#### Supplied text
►

At 200 nodes, the packet loss rate shows the biggest improvement, underscoring the difficulties in scalability and adaptation that come with increasing node density. Because hybrid protocols exhibit balanced performance by combining proactive and reactive techniques, they are especially well-suited for very high-density networks (500 nodes), where they can effectively handle the lower packet loss rate. Most protocols exhibit a large decrease in packet loss rates at 500 nodes, suggesting a return to efficiency at the highest network densities. The effectiveness and scalability of each protocol category are highlighted in this analysis, which also offers important insights into their operational performance and possible limitations in a range of network scenarios. The protocol’s suitability for each of the four cases, taking into account the packet loss rate, is summarized in
Table 11 below.
5.1.8. Packet Delivery Ratio
In terms of packet delivery ratio (PDR), a thorough comparison is shown in
Figure 8 below. A baseline for comparison is established at 20 nodes, where all techniques display different PDRs. Because proactive protocols continuously maintain their routes, they exhibit greater PDRs, which makes them more effective for smaller networks. For very large networks, however, the overhead of maintaining routing tables reduces their performance. Under moderate traffic levels, the overhead of route discovery causes reactive protocols to noticeably lose PDR as the network size grows to 80 nodes. PDR is decreased by more congestion, collisions, and interference between 20 and 80 nodes. Higher connectivity at 200 and 500 nodes, however, makes it possible for more dependable multi-hop pathways, which enhances protocol performance and boosts the number of successful packet deliveries.

◄

#### Goal 1
According to the excerpt on routing protocol performance, why do proactive protocols exhibit greater PDRs?

Object location annotation data
►

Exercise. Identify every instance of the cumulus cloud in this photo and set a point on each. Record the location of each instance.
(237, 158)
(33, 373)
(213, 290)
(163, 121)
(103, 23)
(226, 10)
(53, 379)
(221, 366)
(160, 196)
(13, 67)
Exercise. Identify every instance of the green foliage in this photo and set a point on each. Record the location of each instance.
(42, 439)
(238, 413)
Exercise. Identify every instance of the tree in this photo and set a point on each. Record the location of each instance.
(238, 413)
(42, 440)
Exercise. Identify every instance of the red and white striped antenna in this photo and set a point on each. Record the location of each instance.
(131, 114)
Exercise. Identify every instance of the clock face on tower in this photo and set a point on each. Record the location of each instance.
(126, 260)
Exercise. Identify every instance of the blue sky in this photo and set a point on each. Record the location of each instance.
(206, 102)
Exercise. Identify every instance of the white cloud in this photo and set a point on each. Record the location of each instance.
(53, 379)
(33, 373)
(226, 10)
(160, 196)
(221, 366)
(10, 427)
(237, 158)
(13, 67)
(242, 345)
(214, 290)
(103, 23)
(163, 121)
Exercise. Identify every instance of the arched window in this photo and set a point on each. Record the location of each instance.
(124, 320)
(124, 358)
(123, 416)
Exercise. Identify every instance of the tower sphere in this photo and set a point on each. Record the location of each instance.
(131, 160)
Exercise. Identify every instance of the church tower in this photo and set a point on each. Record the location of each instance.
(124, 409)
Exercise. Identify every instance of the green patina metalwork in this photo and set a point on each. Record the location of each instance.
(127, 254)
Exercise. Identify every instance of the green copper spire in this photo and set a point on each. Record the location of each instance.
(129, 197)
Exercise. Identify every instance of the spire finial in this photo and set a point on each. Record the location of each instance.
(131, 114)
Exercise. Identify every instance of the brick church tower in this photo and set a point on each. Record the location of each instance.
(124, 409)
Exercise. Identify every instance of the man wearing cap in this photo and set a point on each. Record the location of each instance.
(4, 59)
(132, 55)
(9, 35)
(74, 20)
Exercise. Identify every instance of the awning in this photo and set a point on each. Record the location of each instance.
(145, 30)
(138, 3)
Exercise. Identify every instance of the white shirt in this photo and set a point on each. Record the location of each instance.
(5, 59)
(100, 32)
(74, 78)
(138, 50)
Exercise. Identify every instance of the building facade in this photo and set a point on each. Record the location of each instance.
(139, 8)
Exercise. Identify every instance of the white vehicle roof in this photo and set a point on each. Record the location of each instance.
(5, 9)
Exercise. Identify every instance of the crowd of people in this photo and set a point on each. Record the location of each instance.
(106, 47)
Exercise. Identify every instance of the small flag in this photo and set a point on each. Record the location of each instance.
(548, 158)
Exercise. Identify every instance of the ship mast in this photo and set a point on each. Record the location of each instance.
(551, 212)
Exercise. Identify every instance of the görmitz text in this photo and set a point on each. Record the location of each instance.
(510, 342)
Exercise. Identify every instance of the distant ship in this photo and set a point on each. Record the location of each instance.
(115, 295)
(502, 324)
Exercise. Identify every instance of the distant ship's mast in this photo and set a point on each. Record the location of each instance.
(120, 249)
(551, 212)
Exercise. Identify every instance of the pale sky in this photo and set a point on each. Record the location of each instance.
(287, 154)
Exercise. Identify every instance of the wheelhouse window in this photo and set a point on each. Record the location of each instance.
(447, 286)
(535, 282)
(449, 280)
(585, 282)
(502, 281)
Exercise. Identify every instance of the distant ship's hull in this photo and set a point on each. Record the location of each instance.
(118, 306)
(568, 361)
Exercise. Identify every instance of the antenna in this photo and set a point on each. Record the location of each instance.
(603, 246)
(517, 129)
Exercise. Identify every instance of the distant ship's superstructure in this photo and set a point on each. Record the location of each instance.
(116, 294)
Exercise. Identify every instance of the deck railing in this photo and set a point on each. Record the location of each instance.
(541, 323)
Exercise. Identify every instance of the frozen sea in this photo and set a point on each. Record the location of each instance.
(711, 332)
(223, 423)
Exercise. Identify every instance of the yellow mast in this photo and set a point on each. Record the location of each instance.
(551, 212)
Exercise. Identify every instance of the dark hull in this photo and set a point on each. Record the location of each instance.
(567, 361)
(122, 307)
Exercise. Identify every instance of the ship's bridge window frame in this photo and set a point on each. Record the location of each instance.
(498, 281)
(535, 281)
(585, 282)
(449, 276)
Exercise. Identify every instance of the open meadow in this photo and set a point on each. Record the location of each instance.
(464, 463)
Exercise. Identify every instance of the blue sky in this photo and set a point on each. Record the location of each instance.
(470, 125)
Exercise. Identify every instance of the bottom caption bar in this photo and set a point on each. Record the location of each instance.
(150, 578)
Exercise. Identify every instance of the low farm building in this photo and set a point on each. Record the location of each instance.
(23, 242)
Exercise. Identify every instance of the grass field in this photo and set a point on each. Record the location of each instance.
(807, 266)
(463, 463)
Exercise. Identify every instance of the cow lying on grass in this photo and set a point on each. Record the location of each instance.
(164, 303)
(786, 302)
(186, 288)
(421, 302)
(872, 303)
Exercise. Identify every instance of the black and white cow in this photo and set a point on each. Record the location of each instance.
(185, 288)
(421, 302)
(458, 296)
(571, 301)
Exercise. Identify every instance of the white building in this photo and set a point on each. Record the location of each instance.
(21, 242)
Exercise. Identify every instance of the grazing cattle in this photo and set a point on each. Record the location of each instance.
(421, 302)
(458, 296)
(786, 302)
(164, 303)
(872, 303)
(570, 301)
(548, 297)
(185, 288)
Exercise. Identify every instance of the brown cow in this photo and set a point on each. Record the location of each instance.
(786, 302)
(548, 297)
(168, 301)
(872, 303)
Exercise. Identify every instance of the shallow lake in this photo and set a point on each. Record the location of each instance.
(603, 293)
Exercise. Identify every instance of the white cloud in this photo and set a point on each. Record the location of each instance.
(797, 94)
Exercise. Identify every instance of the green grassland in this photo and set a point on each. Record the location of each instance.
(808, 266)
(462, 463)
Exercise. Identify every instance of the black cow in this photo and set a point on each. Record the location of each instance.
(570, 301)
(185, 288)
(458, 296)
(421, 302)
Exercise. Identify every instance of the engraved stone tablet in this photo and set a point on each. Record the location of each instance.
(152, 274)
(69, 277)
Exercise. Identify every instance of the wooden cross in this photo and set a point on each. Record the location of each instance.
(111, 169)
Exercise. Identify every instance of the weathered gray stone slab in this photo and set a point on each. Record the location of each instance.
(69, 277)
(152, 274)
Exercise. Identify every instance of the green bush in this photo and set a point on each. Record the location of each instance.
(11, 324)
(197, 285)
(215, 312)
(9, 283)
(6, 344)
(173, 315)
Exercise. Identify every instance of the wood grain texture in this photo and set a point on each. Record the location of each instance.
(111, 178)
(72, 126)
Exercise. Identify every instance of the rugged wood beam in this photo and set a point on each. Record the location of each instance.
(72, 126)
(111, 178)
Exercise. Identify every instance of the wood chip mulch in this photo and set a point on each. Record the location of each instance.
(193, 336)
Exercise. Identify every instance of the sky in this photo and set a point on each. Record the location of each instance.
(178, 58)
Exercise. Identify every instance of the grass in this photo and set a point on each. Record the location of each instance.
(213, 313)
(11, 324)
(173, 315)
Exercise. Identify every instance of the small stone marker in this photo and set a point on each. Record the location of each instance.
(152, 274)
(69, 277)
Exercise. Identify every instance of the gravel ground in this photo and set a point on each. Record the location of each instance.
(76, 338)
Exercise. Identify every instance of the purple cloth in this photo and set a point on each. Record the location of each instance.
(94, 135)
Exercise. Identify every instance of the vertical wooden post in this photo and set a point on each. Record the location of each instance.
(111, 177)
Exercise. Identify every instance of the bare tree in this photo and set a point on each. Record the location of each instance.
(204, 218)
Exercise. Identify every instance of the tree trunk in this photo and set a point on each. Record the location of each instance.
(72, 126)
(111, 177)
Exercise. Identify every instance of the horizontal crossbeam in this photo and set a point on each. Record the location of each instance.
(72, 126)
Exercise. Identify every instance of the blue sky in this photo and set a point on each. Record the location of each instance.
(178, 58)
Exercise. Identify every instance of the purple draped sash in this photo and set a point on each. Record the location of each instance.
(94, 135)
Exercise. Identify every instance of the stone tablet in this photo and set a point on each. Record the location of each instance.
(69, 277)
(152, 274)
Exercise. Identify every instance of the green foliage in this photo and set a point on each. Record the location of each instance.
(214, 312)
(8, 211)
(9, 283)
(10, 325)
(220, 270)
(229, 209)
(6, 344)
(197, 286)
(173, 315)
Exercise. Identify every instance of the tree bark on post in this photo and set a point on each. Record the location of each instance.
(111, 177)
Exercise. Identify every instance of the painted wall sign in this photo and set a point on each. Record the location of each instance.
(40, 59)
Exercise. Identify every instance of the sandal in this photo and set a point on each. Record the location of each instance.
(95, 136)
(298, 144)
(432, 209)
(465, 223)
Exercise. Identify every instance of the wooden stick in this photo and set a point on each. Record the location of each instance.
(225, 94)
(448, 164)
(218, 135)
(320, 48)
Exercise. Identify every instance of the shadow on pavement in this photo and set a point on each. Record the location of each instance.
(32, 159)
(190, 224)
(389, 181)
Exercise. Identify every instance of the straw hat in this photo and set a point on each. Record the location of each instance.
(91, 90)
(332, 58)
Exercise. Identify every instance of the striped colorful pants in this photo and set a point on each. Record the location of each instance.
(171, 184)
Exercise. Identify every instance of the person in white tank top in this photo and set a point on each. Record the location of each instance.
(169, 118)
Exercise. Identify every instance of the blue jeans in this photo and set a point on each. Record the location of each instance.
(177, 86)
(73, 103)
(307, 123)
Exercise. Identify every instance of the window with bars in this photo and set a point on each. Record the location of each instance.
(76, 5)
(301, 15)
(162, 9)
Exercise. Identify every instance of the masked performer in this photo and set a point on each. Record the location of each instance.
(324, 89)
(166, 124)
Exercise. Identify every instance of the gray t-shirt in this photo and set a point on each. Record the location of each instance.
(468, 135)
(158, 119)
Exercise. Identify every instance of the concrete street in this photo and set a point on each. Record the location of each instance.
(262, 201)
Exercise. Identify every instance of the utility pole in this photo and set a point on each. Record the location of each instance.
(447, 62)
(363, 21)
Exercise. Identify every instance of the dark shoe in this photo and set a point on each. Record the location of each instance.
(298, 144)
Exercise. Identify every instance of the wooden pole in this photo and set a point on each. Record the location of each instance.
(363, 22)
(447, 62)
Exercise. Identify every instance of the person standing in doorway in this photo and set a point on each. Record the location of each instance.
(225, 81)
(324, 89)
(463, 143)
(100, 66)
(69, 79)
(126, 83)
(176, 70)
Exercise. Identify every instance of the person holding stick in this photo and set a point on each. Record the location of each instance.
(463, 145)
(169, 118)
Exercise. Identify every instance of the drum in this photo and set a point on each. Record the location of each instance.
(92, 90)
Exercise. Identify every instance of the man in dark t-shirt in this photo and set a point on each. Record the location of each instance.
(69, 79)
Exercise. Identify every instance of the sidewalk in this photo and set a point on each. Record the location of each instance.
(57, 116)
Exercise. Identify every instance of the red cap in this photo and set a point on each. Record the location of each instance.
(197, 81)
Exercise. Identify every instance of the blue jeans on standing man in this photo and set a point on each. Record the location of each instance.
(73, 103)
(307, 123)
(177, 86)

◄

#### Goal 2
Pull out every line of the records that contains the word "church".

#### Written solution 1
Because they continuously maintain their routes.

#### Written solution 2
Exercise. Identify every instance of the church tower in this photo and set a point on each. Record the location of each instance.
Exercise. Identify every instance of the brick church tower in this photo and set a point on each. Record the location of each instance.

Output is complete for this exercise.